_Directive_:
Answer these from the text on steel structure:
(a) What is the lattice of cubes, with an iron atom at each corner and one in the center, called?
(b) What does the text say the border between two grains will be?
(c) Which kind of steel bar will require much more force to break?

_Document excerpt_:
_____
As you've probably guessed by now, steel requires a certain amount of carbon in order to be manipulated properly. So with that in mind let's get down to steel structure. 

Steel Structure

Steel, or iron specifically, generally takes on a specific atomic structure. Think of it as a lattice of cubes: one iron atom at every corner of the cube, and another atom in the center. Other atoms such as carbon are floating in between. This is called Body Centered Cubic, or BCC. 

Now, something extremely important to keep in mind is that this structure forms over a three-dimensional plane. In a given chunk of steel, you will have some areas where the lattice structure is oriented one way, and some where the lattice is oriented a slightly different way. These chunks, or grains, defined by specific orientation in which one atomic cube is connected to the same plane as the one across the grain, can be of varying sizes, from coarse sand size to almost powder. The border between two grains will be a weak point. A bar of steel with smaller and more numerous grains will require much more force to break than a bar with larger and fewer grains. We will get further into this in future articles, especially on normalizing, but this information is enough for now.
_____
_Dataset excerpt_:
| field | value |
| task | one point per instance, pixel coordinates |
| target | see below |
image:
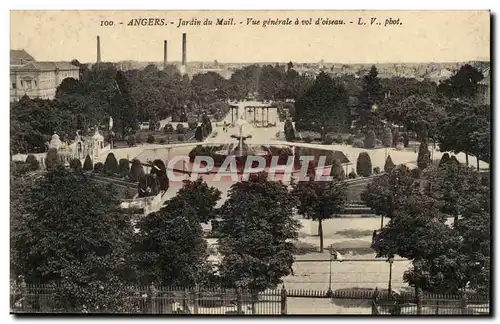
_____
_Expected answer_:
(a) Body Centered Cubic, or BCC.
(b) A weak point.
(c) A bar with smaller and more numerous grains.